Return every line of the rows below that contains the word "concrete". Case counts.

* * * * *

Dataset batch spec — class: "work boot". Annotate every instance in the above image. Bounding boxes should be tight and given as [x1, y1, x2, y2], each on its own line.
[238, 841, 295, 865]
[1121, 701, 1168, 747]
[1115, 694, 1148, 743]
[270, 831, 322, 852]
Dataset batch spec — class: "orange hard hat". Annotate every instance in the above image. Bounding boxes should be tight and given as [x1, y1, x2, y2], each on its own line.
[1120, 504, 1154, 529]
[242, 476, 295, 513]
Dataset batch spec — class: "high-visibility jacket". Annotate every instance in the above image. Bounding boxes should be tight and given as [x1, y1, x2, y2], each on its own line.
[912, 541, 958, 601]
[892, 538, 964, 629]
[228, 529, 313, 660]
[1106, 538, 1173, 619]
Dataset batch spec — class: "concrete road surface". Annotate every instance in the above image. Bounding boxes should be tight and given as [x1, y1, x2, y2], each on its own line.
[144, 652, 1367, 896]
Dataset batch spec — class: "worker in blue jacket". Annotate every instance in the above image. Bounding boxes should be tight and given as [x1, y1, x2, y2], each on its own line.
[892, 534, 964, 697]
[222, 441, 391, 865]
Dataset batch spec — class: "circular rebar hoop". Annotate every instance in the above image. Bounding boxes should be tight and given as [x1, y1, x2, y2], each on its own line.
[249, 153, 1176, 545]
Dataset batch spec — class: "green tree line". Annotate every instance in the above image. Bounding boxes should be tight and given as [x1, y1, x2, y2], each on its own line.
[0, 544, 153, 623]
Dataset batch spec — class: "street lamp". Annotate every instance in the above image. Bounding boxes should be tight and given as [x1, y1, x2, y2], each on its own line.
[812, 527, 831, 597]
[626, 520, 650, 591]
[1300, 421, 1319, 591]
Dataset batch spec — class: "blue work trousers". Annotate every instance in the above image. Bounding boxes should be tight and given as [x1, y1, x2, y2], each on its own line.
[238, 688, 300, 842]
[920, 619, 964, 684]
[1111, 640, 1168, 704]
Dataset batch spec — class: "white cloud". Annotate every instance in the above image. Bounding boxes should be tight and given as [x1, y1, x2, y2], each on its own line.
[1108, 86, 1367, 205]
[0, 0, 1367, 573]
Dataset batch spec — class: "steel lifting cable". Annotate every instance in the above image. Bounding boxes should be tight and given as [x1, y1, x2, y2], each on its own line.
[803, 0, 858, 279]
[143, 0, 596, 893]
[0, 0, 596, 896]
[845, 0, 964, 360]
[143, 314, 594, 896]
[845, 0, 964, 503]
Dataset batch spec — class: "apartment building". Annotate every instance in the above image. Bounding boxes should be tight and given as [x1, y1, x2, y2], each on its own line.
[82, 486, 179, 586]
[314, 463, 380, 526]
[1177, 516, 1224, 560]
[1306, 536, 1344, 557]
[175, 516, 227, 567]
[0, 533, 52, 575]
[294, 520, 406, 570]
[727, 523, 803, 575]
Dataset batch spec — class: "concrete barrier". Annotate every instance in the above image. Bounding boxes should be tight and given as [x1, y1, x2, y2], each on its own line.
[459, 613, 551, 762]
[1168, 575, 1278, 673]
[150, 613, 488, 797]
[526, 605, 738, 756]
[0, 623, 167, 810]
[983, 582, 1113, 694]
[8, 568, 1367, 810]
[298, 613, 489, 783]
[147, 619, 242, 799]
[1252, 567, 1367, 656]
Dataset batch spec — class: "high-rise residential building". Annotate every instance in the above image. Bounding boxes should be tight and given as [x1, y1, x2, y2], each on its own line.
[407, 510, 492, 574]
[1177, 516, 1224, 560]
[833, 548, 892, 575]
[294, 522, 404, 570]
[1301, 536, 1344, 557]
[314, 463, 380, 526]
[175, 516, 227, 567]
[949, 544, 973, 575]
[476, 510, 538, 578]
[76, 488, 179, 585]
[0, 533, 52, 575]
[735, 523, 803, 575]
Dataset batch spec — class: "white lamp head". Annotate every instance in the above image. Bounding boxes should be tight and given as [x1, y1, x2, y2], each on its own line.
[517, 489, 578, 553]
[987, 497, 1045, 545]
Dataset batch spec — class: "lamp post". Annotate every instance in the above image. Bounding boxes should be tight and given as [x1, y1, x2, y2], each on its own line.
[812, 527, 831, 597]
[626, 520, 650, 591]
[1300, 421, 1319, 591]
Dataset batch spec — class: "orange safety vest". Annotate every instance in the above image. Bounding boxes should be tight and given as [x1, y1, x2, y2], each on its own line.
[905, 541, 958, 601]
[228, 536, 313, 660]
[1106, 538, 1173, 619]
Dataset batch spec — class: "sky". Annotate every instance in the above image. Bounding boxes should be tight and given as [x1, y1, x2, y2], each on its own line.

* * * * *

Response for this exercise:
Dataset batch spec — class: "concrete road surface". Annotate every instance in the above image. Bounding boxes should be tight and given as [x1, y1, x2, y2], each on its own line.
Dataset batch spec — class: "concrete barrier". Annotate every instance in the above image. Bounding boxes should be tight and given as [x1, y1, x2, y2], each on its own line.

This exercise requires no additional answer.